Beginning with the line that contains "Target: magenta flower", extract each line through the end of the listing below, with no additions or omissions.

- - - - - - -

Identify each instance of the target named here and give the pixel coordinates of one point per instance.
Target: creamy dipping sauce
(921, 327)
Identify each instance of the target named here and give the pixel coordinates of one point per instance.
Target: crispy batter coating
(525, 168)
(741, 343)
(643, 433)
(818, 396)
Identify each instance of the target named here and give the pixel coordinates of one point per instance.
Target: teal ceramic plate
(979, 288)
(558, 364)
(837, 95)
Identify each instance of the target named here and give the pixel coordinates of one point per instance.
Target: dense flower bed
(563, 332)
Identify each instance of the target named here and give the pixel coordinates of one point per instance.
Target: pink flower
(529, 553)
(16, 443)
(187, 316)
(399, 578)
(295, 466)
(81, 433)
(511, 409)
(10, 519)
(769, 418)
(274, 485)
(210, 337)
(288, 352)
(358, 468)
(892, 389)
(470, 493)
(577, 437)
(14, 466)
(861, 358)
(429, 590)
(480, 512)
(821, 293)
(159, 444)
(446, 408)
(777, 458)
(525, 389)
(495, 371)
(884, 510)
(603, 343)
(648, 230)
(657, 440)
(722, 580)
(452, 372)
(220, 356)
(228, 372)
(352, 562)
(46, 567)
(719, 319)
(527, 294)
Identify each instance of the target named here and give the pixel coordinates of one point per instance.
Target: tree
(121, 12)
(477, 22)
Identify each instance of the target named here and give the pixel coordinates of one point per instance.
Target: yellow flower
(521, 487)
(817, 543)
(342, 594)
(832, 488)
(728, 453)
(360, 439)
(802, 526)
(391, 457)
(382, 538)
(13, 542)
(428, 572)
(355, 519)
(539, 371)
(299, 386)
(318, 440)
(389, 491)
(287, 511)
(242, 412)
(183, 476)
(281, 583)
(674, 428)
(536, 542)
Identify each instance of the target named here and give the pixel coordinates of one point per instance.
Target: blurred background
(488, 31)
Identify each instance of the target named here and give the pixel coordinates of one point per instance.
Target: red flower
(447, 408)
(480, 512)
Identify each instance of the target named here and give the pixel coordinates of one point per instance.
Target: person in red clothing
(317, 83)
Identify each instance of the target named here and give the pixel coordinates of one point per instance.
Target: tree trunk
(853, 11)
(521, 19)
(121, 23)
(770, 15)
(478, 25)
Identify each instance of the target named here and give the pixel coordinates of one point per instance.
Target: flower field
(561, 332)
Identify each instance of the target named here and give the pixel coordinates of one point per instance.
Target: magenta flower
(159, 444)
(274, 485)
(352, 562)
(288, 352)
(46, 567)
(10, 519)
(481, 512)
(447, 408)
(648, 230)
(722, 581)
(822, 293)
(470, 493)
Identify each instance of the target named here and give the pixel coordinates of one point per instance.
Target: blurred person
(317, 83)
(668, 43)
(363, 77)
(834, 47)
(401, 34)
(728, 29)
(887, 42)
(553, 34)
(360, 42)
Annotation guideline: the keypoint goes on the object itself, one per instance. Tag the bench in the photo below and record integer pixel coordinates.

- - - - - - -

TASK SOLUTION |
Target: magenta flower
(159, 444)
(274, 485)
(352, 562)
(288, 352)
(46, 567)
(10, 519)
(481, 512)
(447, 408)
(648, 230)
(722, 581)
(822, 293)
(470, 493)
Identify each instance of the target named here and give the pixel coordinates of one point per instance.
Target: blurred person
(317, 83)
(668, 43)
(363, 77)
(834, 47)
(401, 34)
(728, 29)
(887, 42)
(553, 34)
(360, 42)
Annotation guideline: the keypoint goes on the object itself, one per instance. Tag the bench in the photo below and record integer pixel coordinates.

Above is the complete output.